What is required -
Print back every record below, exactly as it stands.

• • • • •

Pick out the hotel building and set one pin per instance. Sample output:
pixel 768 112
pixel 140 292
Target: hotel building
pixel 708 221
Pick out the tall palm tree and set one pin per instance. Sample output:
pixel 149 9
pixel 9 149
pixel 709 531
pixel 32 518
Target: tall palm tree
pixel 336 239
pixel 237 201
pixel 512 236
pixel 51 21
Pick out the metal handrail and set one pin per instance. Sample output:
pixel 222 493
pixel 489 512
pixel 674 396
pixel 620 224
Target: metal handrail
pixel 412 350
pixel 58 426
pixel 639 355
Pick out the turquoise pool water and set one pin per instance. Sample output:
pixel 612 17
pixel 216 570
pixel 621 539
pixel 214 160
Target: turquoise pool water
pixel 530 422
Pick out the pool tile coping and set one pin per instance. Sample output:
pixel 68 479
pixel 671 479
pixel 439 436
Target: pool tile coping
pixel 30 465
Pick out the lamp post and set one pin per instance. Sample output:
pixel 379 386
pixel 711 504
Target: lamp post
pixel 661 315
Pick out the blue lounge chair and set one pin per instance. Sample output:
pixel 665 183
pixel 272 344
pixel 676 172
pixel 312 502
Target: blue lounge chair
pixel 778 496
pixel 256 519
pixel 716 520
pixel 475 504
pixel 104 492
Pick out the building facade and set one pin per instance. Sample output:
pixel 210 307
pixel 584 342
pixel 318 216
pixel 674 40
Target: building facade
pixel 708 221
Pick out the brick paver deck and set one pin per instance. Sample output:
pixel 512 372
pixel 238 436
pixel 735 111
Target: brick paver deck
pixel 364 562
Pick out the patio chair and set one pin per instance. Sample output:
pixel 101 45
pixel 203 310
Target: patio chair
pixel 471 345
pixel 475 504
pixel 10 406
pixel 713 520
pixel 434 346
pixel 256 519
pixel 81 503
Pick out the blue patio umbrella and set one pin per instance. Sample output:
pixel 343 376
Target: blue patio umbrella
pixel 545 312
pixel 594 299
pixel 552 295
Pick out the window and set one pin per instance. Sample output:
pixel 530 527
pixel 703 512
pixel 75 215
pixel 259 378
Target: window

• • • • •

Answer below -
Pick out the hotel building and set one pin per instance. Sample output:
pixel 768 112
pixel 140 292
Target: hotel building
pixel 708 221
Pick out the tall palm tree and set one pin per instance. Sample output:
pixel 149 9
pixel 9 149
pixel 709 531
pixel 32 518
Target: tall palm tree
pixel 336 239
pixel 237 201
pixel 512 236
pixel 51 21
Pick out the metal handrail and set one pin per instance. Sample output:
pixel 222 493
pixel 489 512
pixel 674 396
pixel 620 224
Target: metal handrail
pixel 412 350
pixel 58 426
pixel 639 355
Pick out the turquoise pool water and set one pin per instance. Sample output:
pixel 612 17
pixel 216 570
pixel 621 539
pixel 214 160
Target: turquoise pool water
pixel 530 422
Pick out the pool tile coping and set one pin per instance. Sample output:
pixel 68 479
pixel 671 479
pixel 439 436
Target: pool tile coping
pixel 30 465
Pick out the lamp post and set one pin per instance. Sample output:
pixel 379 386
pixel 711 504
Target: lamp post
pixel 661 315
Pick out the blue lounge chair and set one pin per instance. Sample output:
pixel 665 183
pixel 272 344
pixel 676 172
pixel 312 502
Target: blue lounge chair
pixel 778 496
pixel 256 519
pixel 716 520
pixel 475 504
pixel 104 492
Pick out the building facade and set one pin per instance. Sample output:
pixel 210 307
pixel 584 342
pixel 318 216
pixel 674 40
Target: building facade
pixel 708 221
Pick out the brick paver deck and set one pin per instance. Sample output:
pixel 512 372
pixel 238 436
pixel 735 111
Target: brick paver deck
pixel 364 562
Pick out the patio chair and set one pin per instance. Sample output:
pixel 101 45
pixel 203 310
Target: patio chair
pixel 471 345
pixel 475 504
pixel 10 406
pixel 713 520
pixel 434 346
pixel 256 519
pixel 81 503
Pick out the blue patio umbrella and set one pin per instance. Sample output:
pixel 343 376
Target: blue patio umbrella
pixel 545 312
pixel 594 299
pixel 552 295
Pick out the window and set one pin per instance. Sample output:
pixel 530 527
pixel 703 512
pixel 75 215
pixel 259 378
Target: window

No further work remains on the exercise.